Texte proposé ▸
★ ★ ★ ★ ★ ★ ★

Le syndicalisme étudiant, notion inédite et controversée aux Etats-Unis.
Les étudiants américains ont fait un pas décisif vers l’acquisition d’un droit syndical le 23 août 2016. L’organe en charge de réguler cette branche du droit, le NLRB, a renversé sa jurisprudence pour autoriser les étudiants de Columbia à former un syndicat et à être syndiqués. Cependant cette victoire ne marque pas la fin de leur combat, puisque l’Université refuse le dialogue avec le syndicat fraichement élu. Elle demande d’attendre la fin du processus judicaire (et l’appel formé devant les cours fédérales) avant de donner une quelconque conséquence à cette décision.
Le Comité National des Relations Syndicales dans sa décision « The Trustees of Columbia University in the City of New York and Graduate Workers of Columbia–GWC, UAW” autorise les étudiants qui sont aussi employés par l’université à former un syndicat. Ceci leur permettra aussi de négocier avec l’université leurs conditions de travail. Cette décision s’inscrit dans une évolution jurisprudentielle mouvementée, sujette aux influences politiques. La vision singulière de la liberté syndicale aux Etats-Unis explique des questionnements assez éloignés de la vision française de la liberté syndicale.
I. Les particularités du droit syndical aux Etats-Unis
Le droit du travail aux Etats-Unis a été construit autour de la notion « d’employé ou de salarié » (« Employee » dans le Wagner Act). C’est en effet si et seulement si une personne correspond à ce statut qu’elle aura le droit de former ou de participer à un syndicat. Cette approche de la liberté syndicale paraît bien restrictive d’un point de vue français. Son application ne dément pas cette première impression. La Cour Suprême des Etats-Unis a du confirmer la constitutionnalité de cette loi dans sa décision NLRB v. Jones & Laughlin Steel Corp en 1937. Cette décision marque aussi la fin de la résistance opposée par la Cour Suprême à la politique de New Deal mise en place par le président Franklin D. Roosevelt.
La loi Wagner ou la « loi nationale sur les rapports syndicaux » a été adoptée par le Congrès en 1935. Deux lois de 1948 (Taft Hartley) et 1959 (Landrum-Griffin) l’amendent et limitent sa portée mais n’effacent pas les avancées les plus importantes. Ainsi, la loi Wagner créé une agence fédérale, le Comité National des Relations Syndicales (National Labor Relation Board, NLRB) qui sera chargée d’interpréter la loi Wagner et de régler les conflits émergeant de son application. Cette entité est comparable à une cour fédérale dotée d’une juridiction d’exception sur l’application de la loi Wagner. Ses décisions peuvent faire l’objet d’un appel devant les « Court of Appeals », puis éventuellement devant la Cour Suprême. Les conflits sont de deux ordres. Il s’agit soit d’affaires liées à la formation ou à l’existence d’un syndicat, soit d’affaires portant sur un comportement contraire à la loi de l’employeur ou des salariés. Le problème posé par la décision « The Trustees of Columbia University in the City of New York and Graduate Workers of Columbia–GWC, UAW” porte sur la formation d’un syndicat. Les étudiants dits « graduate students » de Columbia veulent faire valoir leur droit de se syndiquer. L’université refuse de leur reconnaître ce droit au motif qu’ils sont qualifiés d’étudiants et non de salariés ou d’employés.

★ ★ ★ ★ ★ ★ ★

Liste des entrées ▸
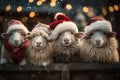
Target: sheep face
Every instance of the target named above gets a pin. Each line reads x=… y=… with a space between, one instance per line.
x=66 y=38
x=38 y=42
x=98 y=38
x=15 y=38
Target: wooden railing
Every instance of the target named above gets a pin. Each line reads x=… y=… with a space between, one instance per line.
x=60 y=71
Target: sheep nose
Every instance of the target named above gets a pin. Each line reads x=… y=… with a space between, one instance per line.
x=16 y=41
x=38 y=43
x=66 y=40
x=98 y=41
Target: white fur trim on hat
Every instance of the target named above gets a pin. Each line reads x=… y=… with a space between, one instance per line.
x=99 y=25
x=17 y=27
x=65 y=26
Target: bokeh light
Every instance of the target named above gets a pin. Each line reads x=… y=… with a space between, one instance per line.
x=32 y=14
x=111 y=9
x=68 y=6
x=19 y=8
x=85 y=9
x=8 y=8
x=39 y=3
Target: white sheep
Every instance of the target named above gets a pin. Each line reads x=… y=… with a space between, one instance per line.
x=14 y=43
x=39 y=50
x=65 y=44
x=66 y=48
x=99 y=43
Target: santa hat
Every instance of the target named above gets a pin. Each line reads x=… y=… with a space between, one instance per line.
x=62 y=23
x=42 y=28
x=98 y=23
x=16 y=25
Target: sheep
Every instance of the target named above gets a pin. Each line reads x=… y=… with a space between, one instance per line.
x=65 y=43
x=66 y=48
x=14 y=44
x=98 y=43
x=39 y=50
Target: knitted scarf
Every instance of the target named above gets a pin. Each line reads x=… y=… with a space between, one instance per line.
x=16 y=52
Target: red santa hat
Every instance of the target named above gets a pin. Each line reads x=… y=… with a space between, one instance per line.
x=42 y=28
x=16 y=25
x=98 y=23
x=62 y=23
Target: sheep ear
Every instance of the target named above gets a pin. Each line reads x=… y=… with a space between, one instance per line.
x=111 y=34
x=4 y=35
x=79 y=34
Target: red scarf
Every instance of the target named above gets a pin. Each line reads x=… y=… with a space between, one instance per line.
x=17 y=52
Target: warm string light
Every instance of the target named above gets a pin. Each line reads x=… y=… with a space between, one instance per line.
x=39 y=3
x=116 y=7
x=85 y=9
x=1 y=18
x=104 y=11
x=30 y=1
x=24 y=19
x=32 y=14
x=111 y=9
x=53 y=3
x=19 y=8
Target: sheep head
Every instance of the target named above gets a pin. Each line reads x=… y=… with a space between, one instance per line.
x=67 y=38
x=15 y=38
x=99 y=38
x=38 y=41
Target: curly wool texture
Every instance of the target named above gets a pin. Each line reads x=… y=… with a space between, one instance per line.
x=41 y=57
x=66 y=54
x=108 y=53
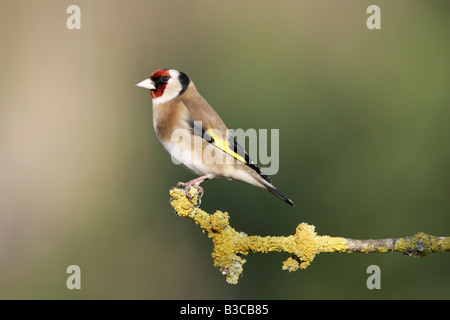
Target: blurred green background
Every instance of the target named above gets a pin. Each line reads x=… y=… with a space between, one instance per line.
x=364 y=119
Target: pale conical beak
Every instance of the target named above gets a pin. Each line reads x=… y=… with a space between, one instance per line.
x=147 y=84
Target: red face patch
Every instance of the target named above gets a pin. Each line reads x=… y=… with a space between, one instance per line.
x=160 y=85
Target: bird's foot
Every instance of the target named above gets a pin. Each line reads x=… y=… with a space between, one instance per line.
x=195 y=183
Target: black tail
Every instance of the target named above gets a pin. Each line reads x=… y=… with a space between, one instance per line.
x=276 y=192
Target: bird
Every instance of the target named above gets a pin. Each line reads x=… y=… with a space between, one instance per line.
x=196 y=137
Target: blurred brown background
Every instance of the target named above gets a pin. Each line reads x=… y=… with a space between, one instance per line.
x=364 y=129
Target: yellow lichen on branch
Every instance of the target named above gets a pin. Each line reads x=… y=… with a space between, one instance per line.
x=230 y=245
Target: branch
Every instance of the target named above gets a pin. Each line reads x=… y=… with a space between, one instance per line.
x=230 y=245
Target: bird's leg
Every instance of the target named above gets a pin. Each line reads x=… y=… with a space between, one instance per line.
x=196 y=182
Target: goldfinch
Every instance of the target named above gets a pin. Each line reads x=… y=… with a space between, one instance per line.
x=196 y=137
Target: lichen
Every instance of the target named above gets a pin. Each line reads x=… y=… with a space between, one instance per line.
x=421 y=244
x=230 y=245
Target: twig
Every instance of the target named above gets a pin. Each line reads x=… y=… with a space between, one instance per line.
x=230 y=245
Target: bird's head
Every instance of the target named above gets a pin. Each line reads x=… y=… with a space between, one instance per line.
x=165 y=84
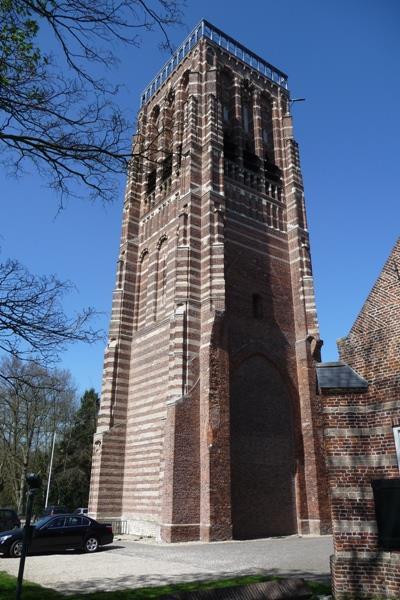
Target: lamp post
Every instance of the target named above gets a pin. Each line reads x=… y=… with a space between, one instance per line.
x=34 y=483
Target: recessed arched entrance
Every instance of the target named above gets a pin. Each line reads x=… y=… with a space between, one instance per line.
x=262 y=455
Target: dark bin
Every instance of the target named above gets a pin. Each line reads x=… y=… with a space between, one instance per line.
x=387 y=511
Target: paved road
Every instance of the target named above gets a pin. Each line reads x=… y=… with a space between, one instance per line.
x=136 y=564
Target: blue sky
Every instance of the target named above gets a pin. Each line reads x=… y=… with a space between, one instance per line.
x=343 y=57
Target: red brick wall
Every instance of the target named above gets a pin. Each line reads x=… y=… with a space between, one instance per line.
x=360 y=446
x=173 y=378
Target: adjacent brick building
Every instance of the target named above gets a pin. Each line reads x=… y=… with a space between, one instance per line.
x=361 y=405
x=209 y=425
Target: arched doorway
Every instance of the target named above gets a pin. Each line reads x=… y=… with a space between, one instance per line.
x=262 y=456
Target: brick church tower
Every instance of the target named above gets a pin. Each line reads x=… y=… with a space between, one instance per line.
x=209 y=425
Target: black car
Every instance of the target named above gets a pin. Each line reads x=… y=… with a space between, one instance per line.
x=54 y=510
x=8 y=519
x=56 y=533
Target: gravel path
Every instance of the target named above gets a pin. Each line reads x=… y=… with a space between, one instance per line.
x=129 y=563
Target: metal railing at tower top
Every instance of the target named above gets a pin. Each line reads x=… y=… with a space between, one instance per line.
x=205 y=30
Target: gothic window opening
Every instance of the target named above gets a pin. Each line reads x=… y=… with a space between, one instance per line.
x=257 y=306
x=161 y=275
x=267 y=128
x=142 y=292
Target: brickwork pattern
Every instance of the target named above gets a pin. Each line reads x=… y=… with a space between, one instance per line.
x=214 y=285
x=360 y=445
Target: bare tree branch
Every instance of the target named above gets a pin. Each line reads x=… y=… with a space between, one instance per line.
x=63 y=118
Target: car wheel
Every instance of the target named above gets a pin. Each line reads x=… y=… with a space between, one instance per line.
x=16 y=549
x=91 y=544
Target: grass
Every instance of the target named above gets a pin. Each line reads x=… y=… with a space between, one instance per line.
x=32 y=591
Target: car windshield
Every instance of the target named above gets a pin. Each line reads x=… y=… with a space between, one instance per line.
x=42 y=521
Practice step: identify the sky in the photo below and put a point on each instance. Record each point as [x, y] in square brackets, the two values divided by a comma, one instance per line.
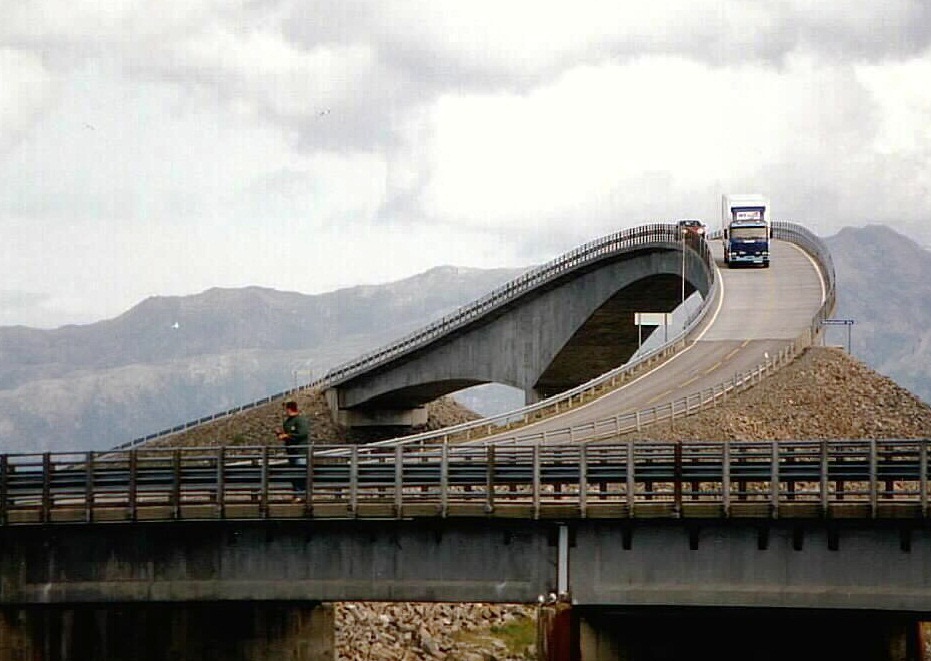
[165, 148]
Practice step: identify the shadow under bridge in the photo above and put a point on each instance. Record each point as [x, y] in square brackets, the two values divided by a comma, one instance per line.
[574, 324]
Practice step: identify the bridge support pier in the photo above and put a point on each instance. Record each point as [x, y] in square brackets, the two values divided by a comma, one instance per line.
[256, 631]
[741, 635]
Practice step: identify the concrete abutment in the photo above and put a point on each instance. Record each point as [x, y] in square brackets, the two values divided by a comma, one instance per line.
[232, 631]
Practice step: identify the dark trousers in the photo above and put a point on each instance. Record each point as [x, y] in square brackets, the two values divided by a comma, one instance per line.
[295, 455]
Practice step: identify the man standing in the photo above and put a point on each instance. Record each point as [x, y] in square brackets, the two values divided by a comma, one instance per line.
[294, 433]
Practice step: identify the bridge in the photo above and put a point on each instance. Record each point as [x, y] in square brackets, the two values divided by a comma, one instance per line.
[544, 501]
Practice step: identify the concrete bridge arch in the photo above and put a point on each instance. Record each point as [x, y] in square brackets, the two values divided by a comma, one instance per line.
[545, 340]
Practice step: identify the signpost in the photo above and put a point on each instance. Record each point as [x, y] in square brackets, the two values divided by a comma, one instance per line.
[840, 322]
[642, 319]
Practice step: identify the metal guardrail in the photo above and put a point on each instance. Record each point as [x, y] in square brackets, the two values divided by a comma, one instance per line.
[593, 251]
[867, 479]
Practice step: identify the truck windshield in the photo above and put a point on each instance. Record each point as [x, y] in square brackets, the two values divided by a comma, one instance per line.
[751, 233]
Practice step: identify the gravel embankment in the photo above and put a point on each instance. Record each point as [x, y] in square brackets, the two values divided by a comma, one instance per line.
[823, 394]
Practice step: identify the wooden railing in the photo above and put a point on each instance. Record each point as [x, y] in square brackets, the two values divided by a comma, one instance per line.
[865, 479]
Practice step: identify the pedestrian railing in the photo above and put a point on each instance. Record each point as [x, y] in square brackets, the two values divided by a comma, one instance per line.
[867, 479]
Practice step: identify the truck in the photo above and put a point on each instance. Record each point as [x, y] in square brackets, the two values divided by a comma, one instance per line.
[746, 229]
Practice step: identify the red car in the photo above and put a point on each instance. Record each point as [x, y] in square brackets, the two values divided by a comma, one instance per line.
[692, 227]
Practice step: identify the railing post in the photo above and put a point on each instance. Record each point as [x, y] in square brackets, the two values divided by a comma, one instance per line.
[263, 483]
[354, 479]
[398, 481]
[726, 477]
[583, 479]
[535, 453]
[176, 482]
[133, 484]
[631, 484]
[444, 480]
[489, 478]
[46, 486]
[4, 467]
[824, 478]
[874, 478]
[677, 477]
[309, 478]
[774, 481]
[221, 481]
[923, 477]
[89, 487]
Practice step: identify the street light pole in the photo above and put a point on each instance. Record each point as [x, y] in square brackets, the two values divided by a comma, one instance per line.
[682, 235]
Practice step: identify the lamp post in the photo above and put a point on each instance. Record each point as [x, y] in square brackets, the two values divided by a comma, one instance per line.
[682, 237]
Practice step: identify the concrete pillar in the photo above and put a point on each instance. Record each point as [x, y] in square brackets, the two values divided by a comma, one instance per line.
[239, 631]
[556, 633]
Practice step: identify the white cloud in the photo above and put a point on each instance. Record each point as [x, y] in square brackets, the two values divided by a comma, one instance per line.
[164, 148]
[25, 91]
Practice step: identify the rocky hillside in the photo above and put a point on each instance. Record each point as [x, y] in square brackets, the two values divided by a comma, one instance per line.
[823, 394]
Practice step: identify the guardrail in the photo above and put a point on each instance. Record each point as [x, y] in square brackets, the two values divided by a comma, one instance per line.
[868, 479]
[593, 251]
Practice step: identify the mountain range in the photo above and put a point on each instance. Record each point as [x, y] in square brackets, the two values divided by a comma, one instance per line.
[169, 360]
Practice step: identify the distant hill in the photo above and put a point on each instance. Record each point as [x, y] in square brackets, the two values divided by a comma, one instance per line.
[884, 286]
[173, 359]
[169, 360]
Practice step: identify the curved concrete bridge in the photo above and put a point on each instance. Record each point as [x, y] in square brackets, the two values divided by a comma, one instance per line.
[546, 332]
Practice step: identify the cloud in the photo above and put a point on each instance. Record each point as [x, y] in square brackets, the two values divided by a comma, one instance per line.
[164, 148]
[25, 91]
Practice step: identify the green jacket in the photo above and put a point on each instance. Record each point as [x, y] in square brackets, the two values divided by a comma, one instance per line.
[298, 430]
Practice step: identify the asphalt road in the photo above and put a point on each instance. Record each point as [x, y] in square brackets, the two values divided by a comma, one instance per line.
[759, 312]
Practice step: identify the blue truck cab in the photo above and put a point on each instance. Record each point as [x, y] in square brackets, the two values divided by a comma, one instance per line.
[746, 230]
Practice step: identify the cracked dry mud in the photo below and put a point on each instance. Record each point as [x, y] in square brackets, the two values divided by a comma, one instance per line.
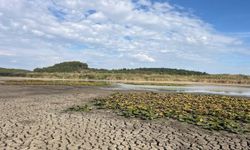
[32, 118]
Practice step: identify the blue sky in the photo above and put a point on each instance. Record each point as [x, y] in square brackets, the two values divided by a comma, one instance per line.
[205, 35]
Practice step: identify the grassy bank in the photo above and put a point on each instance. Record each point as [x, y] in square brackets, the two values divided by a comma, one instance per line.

★ ★ ★ ★ ★ ★ ★

Travail à faire ▸
a - Mets à jour le passage du texte sur le syndicalisme étudiant qui commence à « Le syndicalisme étudiant, notion » et finit à « à cette décision. », en changeant « étudiants américains » en « étudiants des États-Unis ».
b - Réponds à ces questions sur le texte sur le syndicalisme étudiant :
(i) En quelle année le Congrès a-t-il adopté la loi Wagner ?
(ii) À quelle date le NLRB a-t-il renversé sa jurisprudence en faveur des étudiants de Columbia ?
(iii) En quelle année la Cour Suprême a-t-elle confirmé la constitutionnalité de la loi Wagner ?
c - Reprends le texte sur le syndicalisme étudiant là où il s'arrête.
Ces entrées viennent d'une autre source.

Exercices corrigés ▸
a -
Le syndicalisme étudiant, notion inédite et controversée aux Etats-Unis.
Les étudiants des États-Unis ont fait un pas décisif vers l’acquisition d’un droit syndical le 23 août 2016. L’organe en charge de réguler cette branche du droit, le NLRB, a renversé sa jurisprudence pour autoriser les étudiants de Columbia à former un syndicat et à être syndiqués. Cependant cette victoire ne marque pas la fin de leur combat, puisque l’Université refuse le dialogue avec le syndicat fraichement élu. Elle demande d’attendre la fin du processus judicaire (et l’appel formé devant les cours fédérales) avant de donner une quelconque conséquence à cette décision.

b -
(i) En 1935.
(ii) Le 23 août 2016.
(iii) En 1937.

c -
La loi ne donne pas de définition positive de la notion d’Employee (employé ou salarié). En revanche elle précise les catégories de personnes qui ne sont pas couvertes par la loi : les ouvriers agricoles, les employés à domicile, les personnes employées par les membres de leur famille, les superviseurs et les contractants indépendants. Si en l’espèce les étudiants réclament cette qualification, c’est parce qu’il s’agit d’étudiants payés par l’université en tant que professeurs adjoints ou assistants de recherche. Les « graduate students » sont les étudiants du deuxième cycle d’étude aux Etats-Unis, après les quatre premières années post lycée (les étudiants de droit ou de médecine en sont un exemple). Cette situation devrait leur permettre de bénéficier pleinement de leur liberté syndicale en tant qu’employés ou salariés.
L’université refuse de les laisser exercer ce droit conformément à la décision précédente du NLRB, Brown University. Cette décision énonce que ces individus sont en premier lieu des étudiants et que leur condition de salarié n’est que marginale et ne l’emporte pas sur la qualification première d’étudiant. Le NLRB leur interdit donc d’élire un syndicat représentatif.
II. Les raisons du revirement de jurisprudence
Les membres du NLRB ont ainsi décidé, par le biais de cette nouvelle décision, d’opérer un revirement de jurisprudence. En effet, en 2004, le NLRB avait interdit aux étudiants de l’université de Brown de former un syndicat. Cette décision constituait déjà un revirement de jurisprudence car en 2000, dans la décision New York University le NLRB avait dans un premier temps autorisé les étudiants à être syndiqués. Le sujet est donc particulièrement indécis, et cette dernière décision n’a pas clos le débat.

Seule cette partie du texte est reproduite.